[Point-per-instance localization data]
+++++

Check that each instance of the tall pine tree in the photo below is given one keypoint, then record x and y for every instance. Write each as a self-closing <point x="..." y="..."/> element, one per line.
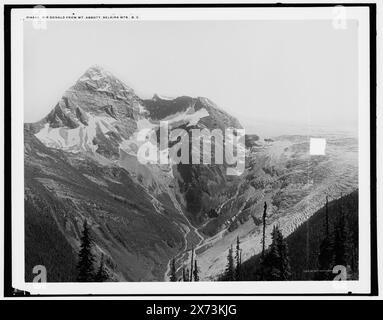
<point x="230" y="272"/>
<point x="276" y="265"/>
<point x="238" y="261"/>
<point x="101" y="275"/>
<point x="326" y="251"/>
<point x="173" y="271"/>
<point x="196" y="271"/>
<point x="85" y="258"/>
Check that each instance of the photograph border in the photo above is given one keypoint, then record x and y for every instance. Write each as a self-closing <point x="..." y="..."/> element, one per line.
<point x="9" y="291"/>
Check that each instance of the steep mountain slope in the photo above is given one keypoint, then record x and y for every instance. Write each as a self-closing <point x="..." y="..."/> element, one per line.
<point x="81" y="163"/>
<point x="292" y="182"/>
<point x="304" y="242"/>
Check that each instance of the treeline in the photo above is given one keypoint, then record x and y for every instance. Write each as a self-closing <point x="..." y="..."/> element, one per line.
<point x="86" y="269"/>
<point x="188" y="275"/>
<point x="329" y="238"/>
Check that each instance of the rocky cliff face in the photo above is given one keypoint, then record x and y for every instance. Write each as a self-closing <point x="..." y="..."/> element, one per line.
<point x="81" y="162"/>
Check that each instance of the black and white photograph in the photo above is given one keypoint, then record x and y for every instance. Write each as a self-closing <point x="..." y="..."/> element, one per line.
<point x="227" y="147"/>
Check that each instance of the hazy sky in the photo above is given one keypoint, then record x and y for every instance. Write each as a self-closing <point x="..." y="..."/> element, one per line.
<point x="272" y="75"/>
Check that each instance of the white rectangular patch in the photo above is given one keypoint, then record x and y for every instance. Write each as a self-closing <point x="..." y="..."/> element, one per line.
<point x="317" y="146"/>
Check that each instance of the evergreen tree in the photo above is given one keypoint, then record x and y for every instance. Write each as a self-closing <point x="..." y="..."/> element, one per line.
<point x="191" y="265"/>
<point x="326" y="252"/>
<point x="184" y="279"/>
<point x="85" y="258"/>
<point x="173" y="271"/>
<point x="276" y="265"/>
<point x="264" y="228"/>
<point x="196" y="271"/>
<point x="101" y="275"/>
<point x="230" y="272"/>
<point x="341" y="239"/>
<point x="238" y="261"/>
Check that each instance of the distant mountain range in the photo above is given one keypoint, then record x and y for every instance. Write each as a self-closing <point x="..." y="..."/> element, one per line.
<point x="81" y="164"/>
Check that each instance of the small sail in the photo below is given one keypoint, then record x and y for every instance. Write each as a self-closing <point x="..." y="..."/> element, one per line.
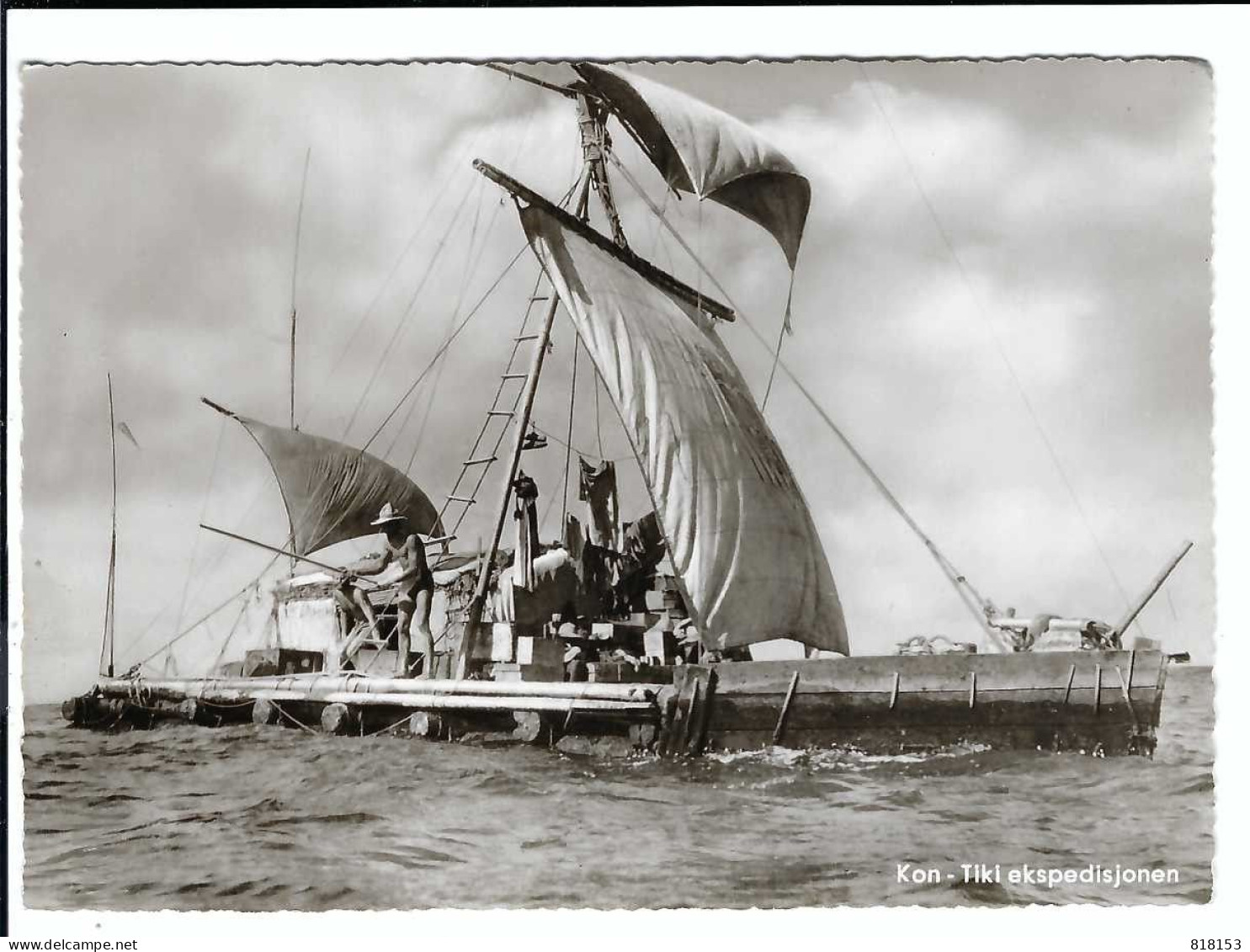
<point x="703" y="150"/>
<point x="737" y="529"/>
<point x="332" y="492"/>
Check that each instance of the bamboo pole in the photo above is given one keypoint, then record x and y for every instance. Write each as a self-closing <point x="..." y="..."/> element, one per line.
<point x="304" y="685"/>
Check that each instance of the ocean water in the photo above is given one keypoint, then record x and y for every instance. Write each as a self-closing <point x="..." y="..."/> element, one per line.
<point x="269" y="818"/>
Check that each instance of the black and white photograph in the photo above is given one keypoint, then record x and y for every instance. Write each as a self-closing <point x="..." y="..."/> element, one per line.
<point x="646" y="482"/>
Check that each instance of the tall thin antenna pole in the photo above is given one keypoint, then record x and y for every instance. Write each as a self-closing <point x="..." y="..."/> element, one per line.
<point x="473" y="620"/>
<point x="295" y="271"/>
<point x="109" y="604"/>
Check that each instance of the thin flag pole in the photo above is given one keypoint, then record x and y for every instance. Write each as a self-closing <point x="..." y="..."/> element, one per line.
<point x="295" y="270"/>
<point x="109" y="604"/>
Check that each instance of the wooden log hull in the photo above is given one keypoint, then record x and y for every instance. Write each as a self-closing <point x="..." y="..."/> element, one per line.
<point x="1098" y="702"/>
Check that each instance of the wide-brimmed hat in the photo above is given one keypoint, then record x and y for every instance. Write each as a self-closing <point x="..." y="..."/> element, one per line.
<point x="388" y="513"/>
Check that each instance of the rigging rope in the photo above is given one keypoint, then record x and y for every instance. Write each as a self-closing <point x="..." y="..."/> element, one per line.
<point x="448" y="343"/>
<point x="204" y="511"/>
<point x="948" y="567"/>
<point x="208" y="614"/>
<point x="407" y="310"/>
<point x="455" y="312"/>
<point x="997" y="343"/>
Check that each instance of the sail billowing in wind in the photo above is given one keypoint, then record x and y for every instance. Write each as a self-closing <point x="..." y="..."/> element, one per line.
<point x="334" y="492"/>
<point x="708" y="152"/>
<point x="737" y="529"/>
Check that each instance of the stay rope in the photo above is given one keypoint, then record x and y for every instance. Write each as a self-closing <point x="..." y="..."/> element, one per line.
<point x="997" y="343"/>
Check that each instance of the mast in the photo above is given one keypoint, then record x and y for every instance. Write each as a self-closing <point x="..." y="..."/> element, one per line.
<point x="531" y="385"/>
<point x="109" y="603"/>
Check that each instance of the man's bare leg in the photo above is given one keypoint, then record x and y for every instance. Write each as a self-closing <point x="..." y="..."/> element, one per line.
<point x="424" y="636"/>
<point x="402" y="639"/>
<point x="365" y="608"/>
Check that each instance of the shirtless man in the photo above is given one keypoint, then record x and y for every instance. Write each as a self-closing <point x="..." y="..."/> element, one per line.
<point x="414" y="586"/>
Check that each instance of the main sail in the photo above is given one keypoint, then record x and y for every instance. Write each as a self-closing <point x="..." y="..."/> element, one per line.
<point x="708" y="152"/>
<point x="739" y="533"/>
<point x="334" y="492"/>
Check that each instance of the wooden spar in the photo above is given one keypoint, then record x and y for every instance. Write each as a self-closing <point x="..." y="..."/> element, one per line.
<point x="1136" y="609"/>
<point x="533" y="80"/>
<point x="110" y="596"/>
<point x="779" y="731"/>
<point x="659" y="278"/>
<point x="531" y="385"/>
<point x="214" y="688"/>
<point x="283" y="551"/>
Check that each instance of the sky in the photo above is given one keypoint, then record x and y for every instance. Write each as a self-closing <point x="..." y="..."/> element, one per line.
<point x="1003" y="299"/>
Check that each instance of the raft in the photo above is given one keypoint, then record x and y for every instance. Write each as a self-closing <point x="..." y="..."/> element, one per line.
<point x="1102" y="702"/>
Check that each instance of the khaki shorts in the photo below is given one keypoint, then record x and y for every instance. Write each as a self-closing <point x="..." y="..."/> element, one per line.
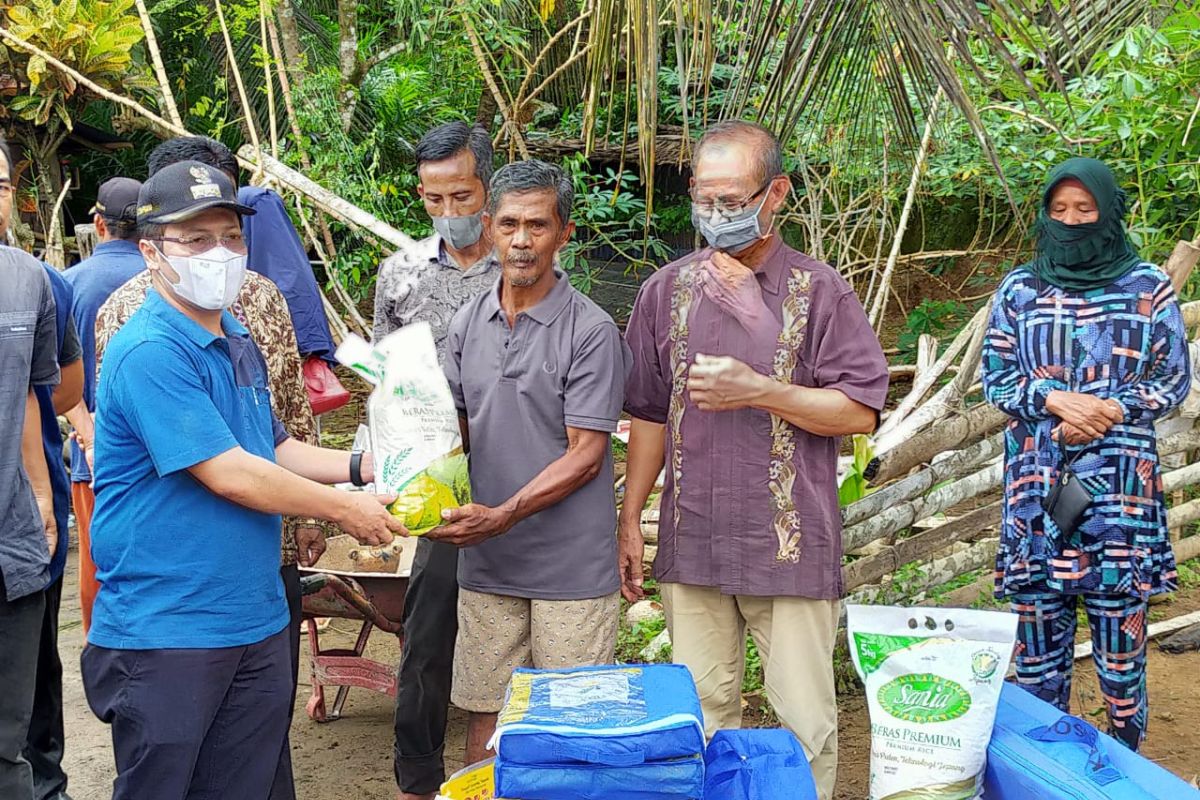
<point x="499" y="633"/>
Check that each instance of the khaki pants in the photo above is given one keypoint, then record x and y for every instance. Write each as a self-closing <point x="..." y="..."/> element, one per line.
<point x="498" y="633"/>
<point x="795" y="638"/>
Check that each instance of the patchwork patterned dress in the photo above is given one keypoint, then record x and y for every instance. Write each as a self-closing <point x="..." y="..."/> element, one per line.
<point x="1123" y="342"/>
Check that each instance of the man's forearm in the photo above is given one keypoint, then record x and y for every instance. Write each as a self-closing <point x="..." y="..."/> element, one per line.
<point x="81" y="420"/>
<point x="643" y="462"/>
<point x="69" y="392"/>
<point x="319" y="464"/>
<point x="580" y="464"/>
<point x="33" y="455"/>
<point x="821" y="411"/>
<point x="258" y="485"/>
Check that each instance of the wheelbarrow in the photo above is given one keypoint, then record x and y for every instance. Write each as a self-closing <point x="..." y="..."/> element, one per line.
<point x="355" y="583"/>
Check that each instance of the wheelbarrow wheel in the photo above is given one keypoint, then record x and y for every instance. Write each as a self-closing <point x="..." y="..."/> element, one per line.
<point x="316" y="708"/>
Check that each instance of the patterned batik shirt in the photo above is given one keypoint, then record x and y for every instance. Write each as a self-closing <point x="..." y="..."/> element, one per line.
<point x="750" y="500"/>
<point x="262" y="308"/>
<point x="423" y="283"/>
<point x="1123" y="342"/>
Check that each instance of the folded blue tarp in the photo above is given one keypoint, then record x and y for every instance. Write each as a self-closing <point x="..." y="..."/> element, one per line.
<point x="1037" y="751"/>
<point x="600" y="733"/>
<point x="757" y="764"/>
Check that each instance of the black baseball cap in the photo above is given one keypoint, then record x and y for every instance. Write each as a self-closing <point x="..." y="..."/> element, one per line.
<point x="118" y="199"/>
<point x="184" y="190"/>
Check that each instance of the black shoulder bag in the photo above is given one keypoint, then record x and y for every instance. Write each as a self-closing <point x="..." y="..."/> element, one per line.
<point x="1068" y="499"/>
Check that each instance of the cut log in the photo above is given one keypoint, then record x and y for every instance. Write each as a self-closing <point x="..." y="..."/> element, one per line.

+++++

The lines to return run from the one containing "Check that each instance of the patterned" through the last line of the records above. Give them exactly and include nothing more.

WRITTEN RESPONSE »
Check that each instance of the patterned batik shirt in the photo above is given one keypoint, then record x and y for every instance. Write each as a self-closing <point x="..." y="..."/> element, one per line.
<point x="750" y="500"/>
<point x="262" y="308"/>
<point x="423" y="283"/>
<point x="1123" y="342"/>
Check that each instance of the folded blue tarp in the photo above is given one keypoint, then record x and y for every instance. Write each as a self-closing <point x="..." y="..."/> element, one per line.
<point x="1037" y="751"/>
<point x="600" y="733"/>
<point x="757" y="764"/>
Check that each instance of the black baseball cap in the photo above is given one keypoint, then record x and y for every instance. Write each as a self-closing <point x="..." y="..."/> element, one per line.
<point x="118" y="199"/>
<point x="184" y="190"/>
Check that each instance of the black shoulder bag in the photo above is given one keypoint, then record x and y for every instance. Write each as a self-closing <point x="..." y="..."/> element, one per line.
<point x="1068" y="499"/>
Check that each instance of the cut log in the photo above is given one keypoint, then record x and y for every instance. Write each as a self-closing <point x="..." y="..."/> element, one per line.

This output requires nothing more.